Source data:

========

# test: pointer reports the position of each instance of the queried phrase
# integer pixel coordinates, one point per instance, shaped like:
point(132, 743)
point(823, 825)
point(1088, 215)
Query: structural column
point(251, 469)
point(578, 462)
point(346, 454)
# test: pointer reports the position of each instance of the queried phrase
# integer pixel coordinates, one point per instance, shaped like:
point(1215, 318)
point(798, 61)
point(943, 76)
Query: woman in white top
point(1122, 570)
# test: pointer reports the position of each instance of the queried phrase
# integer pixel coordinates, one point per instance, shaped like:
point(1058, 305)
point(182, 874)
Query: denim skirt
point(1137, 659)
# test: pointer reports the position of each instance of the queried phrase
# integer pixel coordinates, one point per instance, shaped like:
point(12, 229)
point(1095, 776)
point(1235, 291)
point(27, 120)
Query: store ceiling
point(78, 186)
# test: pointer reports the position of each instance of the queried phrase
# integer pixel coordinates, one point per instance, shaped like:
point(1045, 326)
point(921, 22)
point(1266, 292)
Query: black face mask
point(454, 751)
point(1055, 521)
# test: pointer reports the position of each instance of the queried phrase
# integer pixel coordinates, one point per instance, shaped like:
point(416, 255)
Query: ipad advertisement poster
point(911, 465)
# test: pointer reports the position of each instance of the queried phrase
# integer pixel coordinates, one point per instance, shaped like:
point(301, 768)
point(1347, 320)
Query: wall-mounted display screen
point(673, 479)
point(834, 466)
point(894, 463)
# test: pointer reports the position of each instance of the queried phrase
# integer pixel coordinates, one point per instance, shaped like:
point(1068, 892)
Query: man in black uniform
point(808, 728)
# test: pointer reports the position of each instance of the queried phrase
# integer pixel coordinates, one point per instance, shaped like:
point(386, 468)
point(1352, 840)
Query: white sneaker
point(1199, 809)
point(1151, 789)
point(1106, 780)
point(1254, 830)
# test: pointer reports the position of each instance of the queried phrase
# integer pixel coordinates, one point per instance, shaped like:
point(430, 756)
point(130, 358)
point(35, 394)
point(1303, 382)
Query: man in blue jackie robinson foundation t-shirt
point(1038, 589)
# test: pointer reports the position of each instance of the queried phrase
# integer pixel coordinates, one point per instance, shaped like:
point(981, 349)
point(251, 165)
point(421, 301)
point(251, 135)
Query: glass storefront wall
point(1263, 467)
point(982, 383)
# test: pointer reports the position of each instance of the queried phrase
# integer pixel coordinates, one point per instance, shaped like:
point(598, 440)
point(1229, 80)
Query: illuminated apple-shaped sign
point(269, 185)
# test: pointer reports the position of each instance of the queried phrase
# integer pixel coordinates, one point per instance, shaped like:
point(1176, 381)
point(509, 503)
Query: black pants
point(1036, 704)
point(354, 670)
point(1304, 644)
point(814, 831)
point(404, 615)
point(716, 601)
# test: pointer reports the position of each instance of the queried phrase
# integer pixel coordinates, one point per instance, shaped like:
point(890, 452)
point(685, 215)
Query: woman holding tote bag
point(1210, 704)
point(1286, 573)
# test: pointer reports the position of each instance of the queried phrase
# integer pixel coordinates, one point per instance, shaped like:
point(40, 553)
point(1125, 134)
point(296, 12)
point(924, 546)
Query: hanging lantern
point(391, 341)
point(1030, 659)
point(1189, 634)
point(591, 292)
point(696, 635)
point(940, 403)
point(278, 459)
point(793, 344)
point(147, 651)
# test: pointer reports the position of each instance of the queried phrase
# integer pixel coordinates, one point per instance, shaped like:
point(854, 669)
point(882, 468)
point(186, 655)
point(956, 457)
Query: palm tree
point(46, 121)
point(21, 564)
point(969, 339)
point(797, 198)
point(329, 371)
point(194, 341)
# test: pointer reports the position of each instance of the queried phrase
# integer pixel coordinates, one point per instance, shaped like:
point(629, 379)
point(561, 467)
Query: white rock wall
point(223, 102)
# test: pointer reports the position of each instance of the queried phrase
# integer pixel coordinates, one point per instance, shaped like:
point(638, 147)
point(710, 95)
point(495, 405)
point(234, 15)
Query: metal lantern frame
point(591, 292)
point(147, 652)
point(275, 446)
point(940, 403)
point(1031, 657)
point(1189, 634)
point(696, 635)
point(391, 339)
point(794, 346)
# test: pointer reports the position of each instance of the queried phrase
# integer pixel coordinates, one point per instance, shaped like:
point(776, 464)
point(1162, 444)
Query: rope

========

- **Brief**
Rewrite all of the records above, replacing every occurrence of "Query" with "Target" and leaving everything else unchanged.

- **Result of this task**
# test: pointer reports the position of each instance of the queried phrase
# integer pixel coordinates, one point per instance, shaped like:
point(132, 743)
point(823, 825)
point(1088, 215)
Target: structural column
point(251, 469)
point(578, 462)
point(346, 454)
# test: pointer reports the position of each instance of the queried phrase
# integer pixel coordinates, one point per instance, shaped like:
point(1215, 318)
point(798, 61)
point(943, 76)
Target: woman in white top
point(1122, 570)
# test: pointer reports the position of each instance of the queried phrase
# integer pixel coordinates, one point per instance, shaped like:
point(1058, 305)
point(182, 874)
Target: denim skirt
point(1137, 659)
# test: pointer reports the position of each instance of the queried phrase
# integer pixel coordinates, one point per instance, shaped like:
point(12, 229)
point(1095, 776)
point(1235, 291)
point(27, 120)
Target: store ceiling
point(78, 186)
# test: pointer reports the position of each instance of the queried phrase
# integer pixel coordinates, one point per instance, shaped like:
point(1045, 326)
point(921, 22)
point(1266, 292)
Target: black face mask
point(454, 751)
point(1055, 521)
# test: pointer reports the position of each instance of the queried phrase
# integer pixel coordinates, one point per instance, shaped like:
point(416, 255)
Target: ipad advertisement poster
point(911, 465)
# test: pointer reports the position of each instance of the queried phrase
# integer pixel coordinates, one point per instance, shaped like:
point(301, 768)
point(1347, 320)
Target: wall-mounted display screen
point(673, 479)
point(834, 466)
point(894, 463)
# test: pointer reports the position of each instance of the queried phrase
# integer pixel coordinates, one point per instance, shaped like:
point(1068, 892)
Target: man in black uniform
point(808, 728)
# test: pointer reports the position of each instance of the queried phrase
# integer pixel coordinates, one point per instance, shaped like:
point(386, 468)
point(1352, 840)
Target: white sneaker
point(1199, 809)
point(1151, 789)
point(1106, 780)
point(1254, 830)
# test: pointer reports the position of each instance of the queried phrase
# integer pixel coordinates, one point per instance, shaped like:
point(430, 756)
point(130, 358)
point(35, 394)
point(1303, 382)
Target: man in blue jackie robinson foundation t-shirt
point(1038, 589)
# test: pointer reports the position of each instance of the queried phrase
# integer pixel coordinates, one point per instance, shaped like:
point(981, 349)
point(251, 165)
point(421, 301)
point(251, 135)
Target: glass storefront wall
point(1263, 467)
point(982, 383)
# test: pointer reports the position of each instance of the queried phrase
# integer pixel coordinates, one point per instance, shaped like:
point(598, 440)
point(1229, 80)
Target: illuminated apple-shaped sign
point(269, 185)
# test: pointer reports the position of each instance of the queried phrase
# integer pixel coordinates, one point per instance, shaped like:
point(1176, 381)
point(509, 503)
Target: black pants
point(1036, 704)
point(354, 670)
point(1304, 644)
point(814, 831)
point(404, 615)
point(716, 601)
# test: pointer reports the position of each instance of the queried phrase
# integer pixel coordinates, one point per instance, shaped like:
point(890, 452)
point(685, 215)
Target: woman holding tote bag
point(1210, 704)
point(1286, 573)
# test: pointer reports the position of each instance of the queried phrase
# integer pixel coordinates, one point per instance, shaped like:
point(40, 553)
point(1125, 134)
point(296, 12)
point(924, 546)
Target: hanging lantern
point(391, 341)
point(1030, 659)
point(1189, 634)
point(591, 292)
point(696, 635)
point(940, 403)
point(278, 459)
point(793, 344)
point(147, 651)
# test: pointer reports the position of each instance of the queried phrase
# integer pixel coordinates, one point per instance, shaped like:
point(854, 669)
point(882, 468)
point(186, 655)
point(956, 457)
Target: palm tree
point(46, 121)
point(21, 564)
point(969, 339)
point(797, 198)
point(329, 371)
point(194, 341)
# test: pointer reports the position of each instance of the queried phrase
# integer pixel coordinates, one point per instance, shaped like:
point(629, 379)
point(561, 467)
Target: white rock wall
point(223, 102)
# test: pointer reports the position of each instance of the queried phrase
# integer pixel coordinates, one point per instance, shaped like:
point(638, 147)
point(710, 95)
point(495, 405)
point(234, 15)
Target: metal lantern frame
point(591, 292)
point(147, 652)
point(275, 446)
point(940, 403)
point(1031, 657)
point(1189, 634)
point(696, 635)
point(391, 339)
point(794, 346)
# test: pointer reports the position of each instance of the queried phrase
# integer pixel coordinates, one point per instance, shaped like:
point(776, 464)
point(1162, 444)
Target: rope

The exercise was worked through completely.